Which investors will invest in your startup? - bjonathan
http://www.gabrielweinberg.com/blog/2013/03/which-investors-will-invest-in-your-startup.html
======
gbelote
This post is great. Having been through YC and TechStars (separate companies)
and founding a crowdinvesting platform, it seems to me that early stage
investing is very much about who you are and the relationships you've built.
You can raise money and survive without significant traction a priori.

What's interesting to me is how the barrier for investing is being lowered
(e.g. JOBS act) and how that's going to impact the dynamic of raising money.
Startups are going to be able to find people in their industry who grok what
they're doing (e.g. their customers) and raise small amounts of money from
many people. It's going to be easier for investors to make more small bets
($1k instead of $50k), so I think the need for obvious traction early on
(graphs going "up and to the right") is going to keep decreasing and it's
going to be more about speaking to a niche of investors in your space and
being great with product and communication.

------
elvisds
Does "Investing in You", "Investing in your idea/team", and "Investing in
traction" correspond to Angel, Seed and VC funding? If yes, this might mean
the answer to "Investing in ..." should help you decide what round of funding
to raise. If you already have traction, you might be in a good position to
approach a VC. If you just have an idea or a team, then you must approach an
incubator/seed fund...

------
crapshoot101
I don't know how much I agree with this - at the seed stage, in many cases,
the ONLY thing you're betting on is the team. Ie, that they have a coherent
idea is a good thing, but you're really betting on them figuring something
out. Of course, there's seed (like YC thinks of it) and seed (literally, the
first $20k).

------
prakster
The third pie-chart is categorically wrong. I get the key point Gabriel is
trying to make (that it's all about the team), but that green should at least
be over 1/3rd of the pie.

------
niggler
I wonder if "Investing in You" should be included somewhere before "Investing
in Your Team" -- in some sense, that separates the "friends and family" from
the "incubators"

------
anonfunction
Great post and it certainly brings up a valid point, which is traction trumps
all.

* Extracted information *
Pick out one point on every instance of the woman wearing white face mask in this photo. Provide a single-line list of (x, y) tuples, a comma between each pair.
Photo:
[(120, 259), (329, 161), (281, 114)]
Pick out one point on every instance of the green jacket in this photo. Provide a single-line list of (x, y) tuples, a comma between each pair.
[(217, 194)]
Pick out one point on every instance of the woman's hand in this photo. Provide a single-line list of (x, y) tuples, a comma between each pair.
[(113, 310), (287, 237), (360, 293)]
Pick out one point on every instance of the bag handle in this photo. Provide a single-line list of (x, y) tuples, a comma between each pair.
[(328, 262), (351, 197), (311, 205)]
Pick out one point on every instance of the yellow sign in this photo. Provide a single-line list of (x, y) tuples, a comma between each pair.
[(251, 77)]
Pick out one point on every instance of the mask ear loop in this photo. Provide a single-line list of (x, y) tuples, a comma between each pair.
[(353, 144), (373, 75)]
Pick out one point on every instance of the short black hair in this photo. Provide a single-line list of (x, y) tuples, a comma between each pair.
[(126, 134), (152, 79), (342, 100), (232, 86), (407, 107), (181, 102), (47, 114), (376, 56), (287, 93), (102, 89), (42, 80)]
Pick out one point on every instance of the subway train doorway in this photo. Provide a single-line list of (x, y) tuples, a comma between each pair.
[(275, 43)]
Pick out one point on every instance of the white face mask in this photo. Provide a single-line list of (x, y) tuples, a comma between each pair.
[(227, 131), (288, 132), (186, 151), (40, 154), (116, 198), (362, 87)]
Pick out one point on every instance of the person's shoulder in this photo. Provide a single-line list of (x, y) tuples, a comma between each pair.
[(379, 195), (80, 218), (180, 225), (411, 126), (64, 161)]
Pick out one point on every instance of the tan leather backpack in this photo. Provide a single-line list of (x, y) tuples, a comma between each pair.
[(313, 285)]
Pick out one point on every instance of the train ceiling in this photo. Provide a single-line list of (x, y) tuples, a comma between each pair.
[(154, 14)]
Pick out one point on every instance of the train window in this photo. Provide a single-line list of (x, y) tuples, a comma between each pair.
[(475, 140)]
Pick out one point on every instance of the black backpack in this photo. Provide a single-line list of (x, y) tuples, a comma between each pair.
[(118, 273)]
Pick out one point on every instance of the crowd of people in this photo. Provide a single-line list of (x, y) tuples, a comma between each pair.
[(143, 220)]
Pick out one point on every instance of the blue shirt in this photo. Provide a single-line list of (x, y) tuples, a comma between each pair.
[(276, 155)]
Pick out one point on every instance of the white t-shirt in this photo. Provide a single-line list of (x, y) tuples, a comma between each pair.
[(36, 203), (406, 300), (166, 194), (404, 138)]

* Prompt *
Answer these questions about the forum thread on startup investors:
1. In the first comment, what smaller bet is set against $50k?
2. What amount does the thread call "seed (literally...)"?
3. According to the comment on the third pie chart, how much of the pie should the green at least be?

* Result of this task *
1. $1k
2. The first $20k
3. Over 1/3rd of the pie